Given instruction: Transcribe the data that follows precisely, omitting nothing.

Rows:
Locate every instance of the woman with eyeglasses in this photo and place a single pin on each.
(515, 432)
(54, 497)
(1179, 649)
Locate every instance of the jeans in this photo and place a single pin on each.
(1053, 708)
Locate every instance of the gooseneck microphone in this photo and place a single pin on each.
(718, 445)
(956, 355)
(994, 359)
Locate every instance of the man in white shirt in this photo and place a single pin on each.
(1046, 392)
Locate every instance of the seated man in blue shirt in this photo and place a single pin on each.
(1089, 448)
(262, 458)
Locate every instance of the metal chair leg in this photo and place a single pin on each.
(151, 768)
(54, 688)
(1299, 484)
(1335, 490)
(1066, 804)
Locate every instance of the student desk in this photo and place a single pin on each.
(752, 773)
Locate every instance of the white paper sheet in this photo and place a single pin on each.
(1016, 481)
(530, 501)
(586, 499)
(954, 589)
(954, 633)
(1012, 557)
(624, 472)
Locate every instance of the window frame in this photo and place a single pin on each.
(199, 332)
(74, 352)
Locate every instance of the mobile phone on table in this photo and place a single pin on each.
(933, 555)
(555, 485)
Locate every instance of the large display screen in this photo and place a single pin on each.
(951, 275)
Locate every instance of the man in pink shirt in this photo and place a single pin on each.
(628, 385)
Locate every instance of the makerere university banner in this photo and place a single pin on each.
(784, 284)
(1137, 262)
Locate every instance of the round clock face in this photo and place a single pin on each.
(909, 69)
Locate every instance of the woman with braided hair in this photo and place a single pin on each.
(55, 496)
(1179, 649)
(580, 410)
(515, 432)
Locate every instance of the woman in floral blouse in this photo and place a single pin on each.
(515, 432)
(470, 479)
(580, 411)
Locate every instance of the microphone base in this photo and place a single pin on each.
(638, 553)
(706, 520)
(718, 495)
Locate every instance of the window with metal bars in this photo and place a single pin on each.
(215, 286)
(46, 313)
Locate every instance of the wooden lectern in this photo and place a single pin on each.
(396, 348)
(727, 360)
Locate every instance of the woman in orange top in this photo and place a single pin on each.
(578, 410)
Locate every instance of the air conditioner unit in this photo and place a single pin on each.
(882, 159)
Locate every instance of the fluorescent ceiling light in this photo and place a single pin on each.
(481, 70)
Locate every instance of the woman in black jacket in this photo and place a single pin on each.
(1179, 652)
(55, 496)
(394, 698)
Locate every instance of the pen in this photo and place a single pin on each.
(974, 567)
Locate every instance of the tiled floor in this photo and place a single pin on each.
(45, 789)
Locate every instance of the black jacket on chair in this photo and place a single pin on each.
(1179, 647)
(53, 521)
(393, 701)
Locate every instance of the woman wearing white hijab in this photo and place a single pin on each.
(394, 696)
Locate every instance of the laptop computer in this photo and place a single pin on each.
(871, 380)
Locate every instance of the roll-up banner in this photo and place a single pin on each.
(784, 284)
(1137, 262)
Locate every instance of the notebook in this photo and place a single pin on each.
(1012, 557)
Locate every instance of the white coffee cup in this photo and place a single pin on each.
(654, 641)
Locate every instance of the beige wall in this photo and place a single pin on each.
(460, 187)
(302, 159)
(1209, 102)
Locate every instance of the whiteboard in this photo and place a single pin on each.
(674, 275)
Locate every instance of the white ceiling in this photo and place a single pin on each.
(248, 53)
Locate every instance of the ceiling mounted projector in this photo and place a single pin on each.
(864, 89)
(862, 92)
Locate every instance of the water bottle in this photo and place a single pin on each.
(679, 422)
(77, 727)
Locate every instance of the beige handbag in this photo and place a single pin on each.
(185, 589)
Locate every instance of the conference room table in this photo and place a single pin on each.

Exercise result:
Locate every instance of the woman with eyeglasses in this photo and place a single pin on each.
(515, 432)
(54, 497)
(1179, 649)
Locate every instance of the jeans in this photo and place a single pin on each.
(1053, 708)
Locate every instance of the gooseneck microphone in this photo and place a single pin on each.
(718, 445)
(956, 355)
(994, 359)
Locate every instance of the man in white shirt in this photo and place a single pin on each.
(1046, 392)
Locate every instance of the seated man in blue shirt in this photo and place a single pin on each.
(1089, 448)
(262, 458)
Locate every instance of the metal chair leg in this photo and place a single pin on each.
(151, 768)
(54, 688)
(1299, 484)
(1335, 490)
(1066, 804)
Locate every instance of the student desk in this photo and place a single pin on each.
(752, 773)
Locate every instance of the white paper sheet in this photo and place a single pin on each.
(1016, 481)
(530, 501)
(586, 499)
(954, 589)
(954, 633)
(1012, 557)
(624, 472)
Locate every instance of the window frame in this photo and place a single pin on each.
(199, 332)
(74, 352)
Locate every instance of the mobile phone on table in this photo and place a single pin on each.
(933, 555)
(555, 485)
Locate every instance of the large display screen in this photo and place a single pin on each.
(951, 275)
Locate every instance of the man in pink shirt in this photo and place a single pin on each.
(628, 385)
Locate every instance of the makerere university banner in this photo and place a single pin on each.
(784, 284)
(1137, 262)
Locate every instance of the round clock face in this photo and place a single pin on each.
(909, 69)
Locate every instance of the woman with braided hair in this photo and place a single pin on each.
(55, 496)
(1179, 649)
(580, 410)
(515, 432)
Locate every instance of the woman in floral blouse in this photo and place a single pin on each.
(515, 432)
(470, 479)
(580, 411)
Locate every instance of the microphone base in this photo and place a single pin on each.
(638, 553)
(706, 520)
(718, 495)
Locate every instance of the window with metal bars in this photo and place a single pin on each.
(215, 286)
(46, 313)
Locate every instance of the wooden lectern in this photo and place a single pin on each.
(396, 348)
(727, 360)
Locate every instance of the woman in orange top in this photo and place a single pin on each.
(578, 410)
Locate every instance of the air conditioner unit in this photo and place a single pin on each.
(882, 159)
Locate every instance of the fluorescent ceiling light in this photo and place a single pin on each.
(481, 70)
Locate every instance of the woman in black jacket in this photo and place a single pin on each.
(1179, 652)
(55, 496)
(394, 698)
Locate every instance of the pen in this photo and place a single pin on each.
(974, 567)
Locate every instance of the tiled floor in this photo and place a single pin on each.
(45, 789)
Locate every instance of the black jacket on chair in this photo and place a single pin on each.
(1179, 647)
(53, 521)
(393, 701)
Locate every instance of the woman wearing white hijab in this photo and place a single pin on each.
(394, 696)
Locate every instance of the laptop computer in this photo and place a single pin on each.
(871, 380)
Locate every instance of the roll-up banner in this photo and place a single pin on each.
(784, 284)
(1137, 262)
Locate every instance of the notebook in this photo and place a single pin on each.
(1012, 557)
Locate every instance of the white coffee cup in this photo and place a single pin on each.
(654, 641)
Locate every instance of the beige wall in this photo and place a single pin on each.
(460, 187)
(302, 159)
(1209, 102)
Locate every instance of the whiteboard in this photo and place a single pin on each.
(674, 275)
Locate every instance of the white ceiling in this photo and place a single pin on each.
(248, 53)
Locate every instance of the ceiling mounted projector in this photo and place a single pin on each.
(864, 89)
(862, 92)
Locate every instance of the water bottle in this photo and place a single pin on each.
(679, 422)
(77, 727)
Locate every instance of the beige handbag in this photo and place a single pin on each.
(185, 589)
Locate every instance of the conference room table in this photo and place a single pin on each.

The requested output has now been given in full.